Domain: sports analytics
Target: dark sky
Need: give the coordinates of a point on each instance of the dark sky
○ ○ ○
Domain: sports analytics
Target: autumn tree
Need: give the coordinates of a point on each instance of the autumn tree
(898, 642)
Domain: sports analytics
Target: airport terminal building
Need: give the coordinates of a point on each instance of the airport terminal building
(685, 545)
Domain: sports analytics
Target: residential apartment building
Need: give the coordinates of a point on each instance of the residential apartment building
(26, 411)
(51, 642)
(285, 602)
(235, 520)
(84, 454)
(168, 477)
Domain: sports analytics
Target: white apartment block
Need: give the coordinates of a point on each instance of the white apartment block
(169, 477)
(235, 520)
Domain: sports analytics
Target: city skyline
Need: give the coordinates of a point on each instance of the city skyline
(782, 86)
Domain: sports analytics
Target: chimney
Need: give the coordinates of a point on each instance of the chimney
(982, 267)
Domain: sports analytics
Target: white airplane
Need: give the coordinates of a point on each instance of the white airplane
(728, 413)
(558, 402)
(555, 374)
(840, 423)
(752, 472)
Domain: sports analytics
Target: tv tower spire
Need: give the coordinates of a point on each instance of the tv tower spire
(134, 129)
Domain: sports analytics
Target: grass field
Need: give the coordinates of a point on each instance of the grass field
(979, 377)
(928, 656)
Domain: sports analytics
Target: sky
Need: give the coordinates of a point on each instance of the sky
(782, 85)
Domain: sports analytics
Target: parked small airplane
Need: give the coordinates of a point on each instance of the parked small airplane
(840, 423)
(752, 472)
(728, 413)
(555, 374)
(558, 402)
○ ○ ○
WHAT TO PRODUCE
Using the material above, transcribe exactly the lines from the line with "Target: residential apartment building" to the line with "Target: parked small airplane"; both count, and nothing else goes in.

EXERCISE RESPONSE
Target: residential apartment building
Need: give the coordinates of a point on each instance of the residential apartment building
(26, 411)
(51, 642)
(285, 602)
(235, 520)
(84, 454)
(168, 477)
Domain: sports analytics
Target: white apartment block
Need: give the coordinates of a point on each instance of the white apartment block
(169, 477)
(235, 520)
Domain: sports analytics
Target: city skyline
Need: give the coordinates of a point on each instance of the city skyline
(782, 86)
Domain: sports analytics
Target: chimney
Need: give the coordinates of a point on each instance of the chimney
(982, 267)
Domain: sports analytics
Target: white airplane
Need: give the coordinates of a point on each instance of the white airplane
(728, 413)
(558, 402)
(555, 374)
(840, 423)
(752, 472)
Domain: sports analytics
Target: tv tower spire
Need: give the coordinates of a point on each instance of the tv tower spire
(134, 129)
Domain: sports analytics
Target: grass field
Need: give the coordinates of a point on each instance of the grass field
(979, 377)
(928, 656)
Domain: sports analytics
Target: sky
Need: give the coordinates of a point on each instance of the sky
(782, 85)
Domain: sports analytics
Target: parked small airplane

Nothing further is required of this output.